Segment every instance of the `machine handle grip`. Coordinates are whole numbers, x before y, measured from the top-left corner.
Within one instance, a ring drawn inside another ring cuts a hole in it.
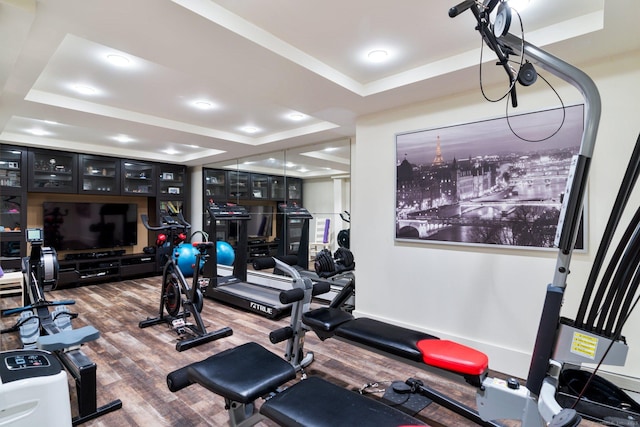
[[[462,12],[464,12],[465,10],[473,6],[474,3],[475,3],[475,0],[464,0],[460,2],[459,4],[449,9],[449,17],[455,18],[456,16],[460,15]]]
[[[288,340],[293,336],[293,329],[291,326],[285,326],[284,328],[276,329],[275,331],[271,331],[269,334],[269,341],[272,344],[278,344],[284,340]]]
[[[311,291],[311,295],[316,296],[316,295],[326,294],[330,290],[331,290],[331,285],[329,283],[318,282],[315,285],[313,285],[313,290]]]
[[[167,387],[169,387],[170,391],[175,393],[176,391],[182,390],[183,388],[193,384],[187,373],[190,366],[191,365],[184,366],[167,375]]]
[[[304,290],[300,288],[288,289],[280,292],[280,302],[282,304],[291,304],[304,298]]]

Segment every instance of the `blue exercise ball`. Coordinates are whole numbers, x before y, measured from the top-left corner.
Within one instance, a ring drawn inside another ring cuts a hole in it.
[[[177,259],[178,268],[182,271],[183,276],[193,276],[193,269],[196,265],[197,254],[198,249],[194,248],[191,243],[180,243],[174,249],[173,258]]]
[[[218,264],[233,265],[233,261],[236,259],[233,246],[222,240],[216,242],[216,253],[218,254]]]

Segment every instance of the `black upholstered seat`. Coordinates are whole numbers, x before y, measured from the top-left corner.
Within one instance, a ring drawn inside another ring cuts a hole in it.
[[[417,347],[419,341],[439,339],[424,332],[367,318],[358,318],[351,322],[342,323],[334,332],[337,337],[415,362],[423,361],[422,353]]]
[[[260,413],[281,426],[426,425],[404,412],[318,377],[309,377],[278,393],[262,405]]]
[[[235,402],[250,403],[296,377],[284,359],[250,342],[187,369],[189,380]]]

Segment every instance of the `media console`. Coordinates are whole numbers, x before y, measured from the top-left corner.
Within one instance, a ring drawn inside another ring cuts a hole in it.
[[[58,286],[80,286],[158,273],[155,254],[82,254],[58,261]]]

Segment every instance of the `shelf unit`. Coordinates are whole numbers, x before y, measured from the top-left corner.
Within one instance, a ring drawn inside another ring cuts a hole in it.
[[[133,160],[122,161],[122,194],[155,196],[155,164]]]
[[[0,146],[0,265],[5,271],[21,271],[26,255],[26,164],[25,148]]]
[[[80,155],[80,185],[83,194],[120,194],[120,159]]]
[[[77,193],[78,156],[74,153],[29,150],[29,191]]]
[[[59,261],[58,286],[130,279],[156,273],[155,255],[107,255]]]

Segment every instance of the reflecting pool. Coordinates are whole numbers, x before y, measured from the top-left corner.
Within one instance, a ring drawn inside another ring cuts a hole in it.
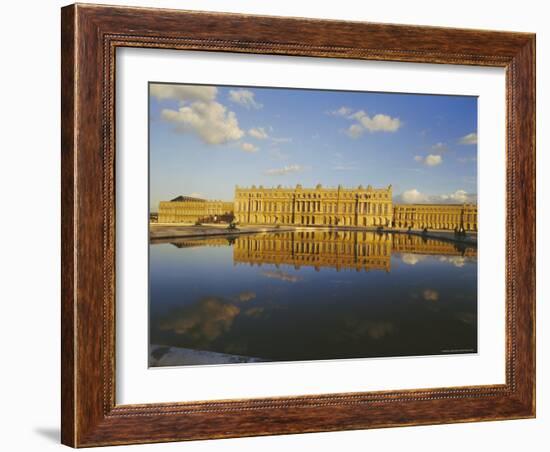
[[[149,365],[477,352],[477,249],[300,231],[150,245]]]

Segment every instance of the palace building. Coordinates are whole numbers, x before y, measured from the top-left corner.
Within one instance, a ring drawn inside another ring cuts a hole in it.
[[[476,204],[395,204],[393,226],[477,231]]]
[[[235,189],[235,219],[246,224],[391,226],[392,187]]]
[[[477,231],[476,204],[394,204],[392,186],[235,188],[234,202],[180,196],[161,202],[159,223],[213,218],[249,225],[354,226]]]
[[[159,223],[215,222],[233,220],[233,202],[208,201],[191,196],[178,196],[159,203]]]

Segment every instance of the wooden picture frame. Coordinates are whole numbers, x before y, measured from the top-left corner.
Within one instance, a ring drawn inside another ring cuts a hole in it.
[[[62,9],[62,442],[73,447],[535,416],[535,35],[70,5]],[[115,403],[118,47],[506,69],[506,383]]]

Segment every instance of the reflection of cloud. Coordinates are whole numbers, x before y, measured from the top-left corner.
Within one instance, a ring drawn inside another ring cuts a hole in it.
[[[381,339],[395,331],[395,325],[390,322],[367,322],[367,333],[372,339]]]
[[[171,312],[160,329],[187,335],[199,344],[209,343],[228,331],[240,308],[217,297],[202,298],[198,303]]]
[[[247,309],[244,312],[244,315],[247,315],[249,317],[259,317],[263,314],[264,310],[264,308],[256,306],[254,308]]]
[[[464,256],[440,256],[440,262],[448,262],[455,267],[464,267],[466,265],[467,259]]]
[[[345,334],[356,340],[362,340],[365,336],[378,340],[397,331],[395,324],[385,320],[361,321],[358,318],[349,318],[346,323]]]
[[[328,281],[330,284],[353,284],[352,281],[348,281],[345,279],[331,279]]]
[[[254,300],[254,298],[256,298],[256,292],[241,292],[239,295],[237,295],[237,298],[239,299],[239,301],[242,302]]]
[[[407,265],[416,265],[419,262],[422,262],[424,259],[426,259],[426,256],[420,256],[418,254],[406,253],[401,256],[401,260],[404,264]]]
[[[471,312],[459,312],[456,317],[466,325],[473,325],[476,322],[476,316]]]
[[[262,275],[265,276],[266,278],[279,279],[281,281],[287,281],[292,283],[298,282],[302,279],[299,276],[291,275],[290,273],[286,273],[281,270],[265,271],[265,272],[262,272]]]
[[[433,289],[426,289],[422,292],[422,297],[427,301],[437,301],[439,300],[439,292]]]

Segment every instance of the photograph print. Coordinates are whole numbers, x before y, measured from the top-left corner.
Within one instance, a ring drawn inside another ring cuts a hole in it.
[[[149,367],[477,353],[477,97],[148,96]]]

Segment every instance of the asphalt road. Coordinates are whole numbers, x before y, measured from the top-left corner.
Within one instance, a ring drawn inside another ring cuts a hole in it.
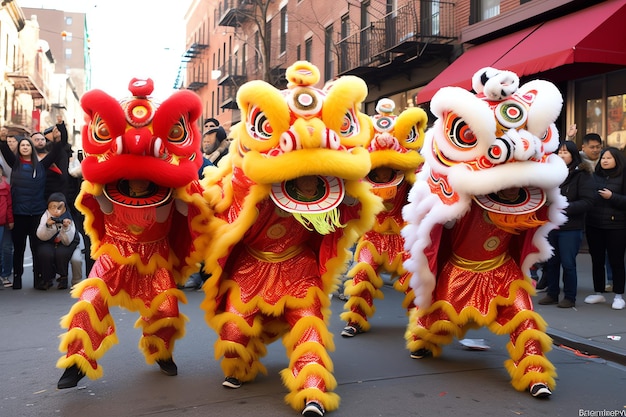
[[[470,351],[456,341],[441,358],[415,360],[404,347],[406,317],[401,297],[384,288],[376,303],[370,333],[339,336],[343,302],[333,299],[330,327],[335,336],[332,358],[340,408],[333,417],[375,416],[583,416],[601,410],[626,415],[626,368],[601,358],[577,356],[555,347],[548,357],[559,373],[548,400],[515,391],[503,362],[506,336],[485,329],[466,337],[485,339],[487,351]],[[263,363],[268,375],[239,390],[221,386],[223,375],[213,356],[215,334],[204,322],[203,293],[187,291],[186,336],[176,345],[179,374],[168,377],[148,366],[137,349],[137,314],[112,309],[119,344],[101,359],[104,377],[81,380],[77,388],[57,390],[61,370],[59,319],[74,300],[66,291],[41,292],[29,279],[21,291],[0,291],[0,416],[296,416],[284,404],[279,372],[287,366],[280,341],[268,348]],[[608,415],[608,414],[607,414]]]

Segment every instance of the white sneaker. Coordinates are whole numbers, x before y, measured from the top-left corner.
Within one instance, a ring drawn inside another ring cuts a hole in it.
[[[598,304],[605,303],[606,298],[602,294],[591,294],[585,297],[585,303],[587,304]]]
[[[617,295],[613,299],[613,305],[611,308],[613,310],[623,310],[626,307],[626,301],[622,297],[617,298]]]

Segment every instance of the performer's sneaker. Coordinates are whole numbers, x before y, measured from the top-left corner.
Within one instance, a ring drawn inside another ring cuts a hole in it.
[[[428,350],[428,349],[424,349],[424,348],[422,348],[422,349],[417,349],[417,350],[415,350],[415,351],[411,352],[411,357],[412,357],[413,359],[423,359],[423,358],[428,358],[428,357],[430,357],[430,356],[432,356],[432,355],[433,355],[433,353],[432,353],[430,350]]]
[[[78,369],[78,366],[72,365],[63,372],[61,379],[57,383],[58,389],[73,388],[78,385],[78,381],[83,379],[85,374]]]
[[[356,323],[348,323],[341,331],[343,337],[354,337],[359,333],[363,333],[363,330],[361,330],[361,326]]]
[[[222,382],[223,387],[232,389],[241,388],[241,385],[241,381],[234,376],[227,376],[226,378],[224,378],[224,382]]]
[[[317,401],[308,401],[302,410],[304,417],[323,417],[324,407]]]
[[[161,367],[161,372],[163,372],[167,376],[176,376],[178,375],[178,367],[174,363],[172,358],[169,359],[159,359],[157,361],[159,367]]]
[[[530,386],[530,395],[535,398],[548,398],[552,395],[552,391],[543,382],[536,382]]]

________________________

## WHAT YOU SHOULD DO
Only the lines with the string "sneaker" are wanted; pick them out of the records above and copy them.

## RESPONSE AREA
Segment every instance of the white sneaker. Coordinates are whole numbers, x before y, measured from the top-left corner.
Segment every instance of the performer's sneaker. Coordinates are whole numbers, x before y, measured from the top-left corner.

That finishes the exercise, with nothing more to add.